(Task requirements) This task calls for printing every entry exactly.

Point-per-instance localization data
--- START ---

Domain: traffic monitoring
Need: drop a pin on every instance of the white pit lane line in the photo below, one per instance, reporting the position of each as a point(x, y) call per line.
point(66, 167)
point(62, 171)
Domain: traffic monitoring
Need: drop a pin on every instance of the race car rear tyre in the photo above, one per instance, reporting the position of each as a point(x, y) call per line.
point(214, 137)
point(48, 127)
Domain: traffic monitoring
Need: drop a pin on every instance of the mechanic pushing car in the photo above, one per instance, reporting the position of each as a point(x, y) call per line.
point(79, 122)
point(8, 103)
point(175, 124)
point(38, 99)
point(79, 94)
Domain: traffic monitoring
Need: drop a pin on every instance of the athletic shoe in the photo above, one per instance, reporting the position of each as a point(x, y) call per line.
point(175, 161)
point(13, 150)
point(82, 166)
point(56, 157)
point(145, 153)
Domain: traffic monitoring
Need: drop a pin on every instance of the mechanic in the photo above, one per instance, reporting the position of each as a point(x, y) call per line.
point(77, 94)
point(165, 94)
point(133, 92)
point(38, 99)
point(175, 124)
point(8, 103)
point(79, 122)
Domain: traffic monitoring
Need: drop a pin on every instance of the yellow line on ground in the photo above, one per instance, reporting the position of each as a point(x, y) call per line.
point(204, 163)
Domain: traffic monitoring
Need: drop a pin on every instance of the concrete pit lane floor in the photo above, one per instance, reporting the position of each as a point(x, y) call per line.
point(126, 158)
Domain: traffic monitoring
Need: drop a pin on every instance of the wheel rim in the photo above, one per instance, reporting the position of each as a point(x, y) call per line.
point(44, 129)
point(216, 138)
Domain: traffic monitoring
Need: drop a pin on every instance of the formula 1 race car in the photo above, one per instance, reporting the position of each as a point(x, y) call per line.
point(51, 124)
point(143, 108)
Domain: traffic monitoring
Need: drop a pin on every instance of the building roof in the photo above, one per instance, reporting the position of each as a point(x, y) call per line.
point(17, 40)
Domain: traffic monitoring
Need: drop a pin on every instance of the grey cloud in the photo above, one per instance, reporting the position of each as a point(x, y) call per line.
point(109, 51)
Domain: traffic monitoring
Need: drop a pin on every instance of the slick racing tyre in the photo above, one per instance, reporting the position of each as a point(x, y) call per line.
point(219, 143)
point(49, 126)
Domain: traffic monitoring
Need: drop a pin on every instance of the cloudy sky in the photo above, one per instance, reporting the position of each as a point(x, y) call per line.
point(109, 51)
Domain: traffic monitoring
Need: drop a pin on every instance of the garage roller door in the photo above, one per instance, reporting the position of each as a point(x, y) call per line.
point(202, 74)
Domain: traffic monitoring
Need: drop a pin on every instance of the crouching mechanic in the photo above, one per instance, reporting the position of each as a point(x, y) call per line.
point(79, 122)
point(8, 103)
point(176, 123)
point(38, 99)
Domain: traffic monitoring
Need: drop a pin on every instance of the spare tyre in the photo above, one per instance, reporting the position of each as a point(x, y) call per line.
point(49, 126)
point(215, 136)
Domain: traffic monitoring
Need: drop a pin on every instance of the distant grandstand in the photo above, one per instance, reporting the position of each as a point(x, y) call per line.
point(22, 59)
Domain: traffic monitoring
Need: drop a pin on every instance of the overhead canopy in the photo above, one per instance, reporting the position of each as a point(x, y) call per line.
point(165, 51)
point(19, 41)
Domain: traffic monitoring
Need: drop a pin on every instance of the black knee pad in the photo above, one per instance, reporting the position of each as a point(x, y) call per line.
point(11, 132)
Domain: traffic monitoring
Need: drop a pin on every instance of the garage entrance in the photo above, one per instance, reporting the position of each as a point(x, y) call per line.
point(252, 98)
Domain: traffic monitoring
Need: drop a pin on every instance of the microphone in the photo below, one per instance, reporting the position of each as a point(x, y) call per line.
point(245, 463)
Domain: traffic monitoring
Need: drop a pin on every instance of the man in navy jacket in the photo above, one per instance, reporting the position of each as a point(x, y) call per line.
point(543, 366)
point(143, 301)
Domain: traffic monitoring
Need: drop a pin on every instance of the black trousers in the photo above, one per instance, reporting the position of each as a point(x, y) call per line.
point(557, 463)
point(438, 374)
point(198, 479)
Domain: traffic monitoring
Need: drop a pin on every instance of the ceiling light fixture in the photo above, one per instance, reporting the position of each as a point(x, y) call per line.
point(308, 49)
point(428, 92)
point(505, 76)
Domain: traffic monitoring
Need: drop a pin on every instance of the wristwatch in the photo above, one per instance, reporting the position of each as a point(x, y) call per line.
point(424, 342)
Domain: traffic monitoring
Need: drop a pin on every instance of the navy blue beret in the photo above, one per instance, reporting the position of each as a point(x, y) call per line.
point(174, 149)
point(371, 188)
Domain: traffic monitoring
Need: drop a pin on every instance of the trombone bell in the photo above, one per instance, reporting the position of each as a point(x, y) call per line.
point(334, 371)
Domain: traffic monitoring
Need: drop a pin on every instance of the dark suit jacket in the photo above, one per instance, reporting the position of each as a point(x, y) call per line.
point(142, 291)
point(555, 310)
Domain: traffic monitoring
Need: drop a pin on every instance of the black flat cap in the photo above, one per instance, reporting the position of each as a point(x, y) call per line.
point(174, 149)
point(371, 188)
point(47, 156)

--- END ---

(Your response)
Domain: traffic monitoring
Need: drop a pin on every instance of the white pit lane line in the photo below, one per instance, reporting the position of each as a point(x, y) call per line.
point(66, 167)
point(62, 171)
Domain: traffic monitoring
Need: drop a pin on every instance of the race car rear tyre in the photo above, one per instance, reporting the position of each as a point(x, y) call per line.
point(214, 137)
point(48, 127)
Domain: traffic monitoring
Need: drop a pin on every instance of the mechanic pushing car in the photo above, one per instance, reporting the position of each as a point(x, y) call per line.
point(79, 122)
point(8, 103)
point(175, 124)
point(38, 99)
point(79, 94)
Domain: traffic monitoring
Need: drop a pin on every instance of the athletic shoe in the photo above, one per instance, reporting the position of each as a point(x, y) call per line.
point(175, 161)
point(13, 150)
point(82, 166)
point(56, 157)
point(145, 153)
Domain: traffic monitoring
Need: drop a pin on every instance of the mechanic in the photo above, one per instance, reporting the position of each as a point(x, y) call per line.
point(77, 94)
point(165, 94)
point(133, 92)
point(38, 99)
point(175, 124)
point(8, 103)
point(79, 122)
Domain: traffic monitoring
Need: drop a pin on every instance of the yellow line on ground in the photo above, one per instance, reporting the position of each as a point(x, y) call per line.
point(204, 163)
Domain: traffic monitoring
Need: drop a pin on every instance of the concrete pit lane floor in the photo above, one per instance, reporting the position of each as a point(x, y) call per line.
point(126, 158)
Domain: traffic monitoring
Need: drop a pin on every instance of the wheel rim in the photo above, one per instance, reporting the position of each as a point(x, y) call per line.
point(44, 129)
point(216, 138)
Domain: traffic monitoring
Need: drop a pin on every instance of the formula 1 race car in the photo above, one per instance, reporting the position of each as a point(x, y) call per line.
point(51, 124)
point(143, 108)
Domain: traffic monitoring
Need: drop a pin on every instance of the building roof in the photo above, one per instance, reporting the position of each as a point(x, y) call per line.
point(17, 40)
Domain: traffic monitoring
Need: drop a pin on every instance of the grey cloud in the photo above, one per instance, reporting the position of each as a point(x, y) call per line.
point(109, 51)
Domain: traffic monitoring
Need: drop a pin on every instance of the slick racing tyre in the photo above, one per instance, reporting the position of each as a point(x, y) call per line.
point(219, 143)
point(49, 126)
Domain: traffic monitoring
Need: drop a pin on every instance of the cloudy sky in the photo above, one per instance, reporting the position of each as a point(x, y) call per line.
point(109, 51)
Domain: traffic monitoring
Need: drop a pin on every instance of the garage roller door in the photo above, one per instance, reporting the position of each as a point(x, y) call per line.
point(202, 74)
Domain: traffic monitoring
Need: drop a pin on every instance of the crouching mechanic in the photo above, one per instance, reporting the position of each as a point(x, y) call per line.
point(79, 122)
point(8, 103)
point(176, 123)
point(38, 99)
Domain: traffic monitoring
Need: drop a pin on every instance of the spare tyre in the photo above, one per instance, reporting the position of each as a point(x, y) call per line.
point(49, 126)
point(215, 136)
Domain: traffic monitoring
Need: drop a pin on every instance of the distant grandstand in the photo above, one per instance, reporting the position of each as a point(x, y) call per line.
point(22, 59)
Domain: traffic monitoring
Need: drop a pin on every instance of the overhead canopy in the photo above, one per instance, reporting the position of each as a point(x, y) call per line.
point(165, 51)
point(19, 41)
Domain: traffic monitoring
Need: drop a pin on every instance of the black knee pad in the photo above, one per instance, reporting the position of each as a point(x, y) call per line.
point(11, 132)
Domain: traffic monitoring
Need: drop a pin on every instance of the garage entrance in the photo above, one per instance, reporting the position of each as a point(x, y) call per line.
point(252, 98)
Domain: traffic monitoring
Need: drop a pin on every instance of the microphone in the photo below, one per instance, reporting the position of each as a point(x, y) call per line.
point(245, 463)
Domain: traffic monitoring
Need: drop a pin on every instance of the man in navy jacket in the photo above, one per instance, reporting the position of each as a point(x, y) call per line.
point(543, 366)
point(143, 301)
Domain: traffic monitoring
Need: drop a pin on every instance of the black trousers in the photo above, one per instance, reporting the position of each as a point(x, y) call per line.
point(557, 463)
point(438, 374)
point(198, 479)
Domain: traffic monitoring
Need: drop a pin on every instance of the ceiling light fixture in the photo above, one per instance, reporting the position of each as a point(x, y) call per line.
point(308, 49)
point(428, 92)
point(505, 76)
Domain: traffic monitoring
Need: drop a pin on every instance of the wristwatch in the photo above, one per instance, reporting the position of each as a point(x, y) call per line.
point(424, 342)
Domain: traffic monitoring
Need: drop a pin on every instance of the navy blue beret in the photo above, one per instance, reporting the position of each as a point(x, y) call per line.
point(174, 149)
point(371, 188)
Domain: traffic monitoring
Need: drop a pin on every instance of the trombone bell in the photo above, one per instance, reporting the position of each as a point(x, y) call per line.
point(334, 371)
Domain: traffic monitoring
Need: drop a pin on every instance of the dark suit jacket in the photo above, one per instance, reporting the position of each as a point(x, y) call per line.
point(142, 291)
point(555, 310)
Domain: traffic monitoring
Need: drop a pin on every instance of the black flat cap in the photo above, one per instance, reporting the position of each as a point(x, y) call per line.
point(174, 149)
point(371, 188)
point(47, 156)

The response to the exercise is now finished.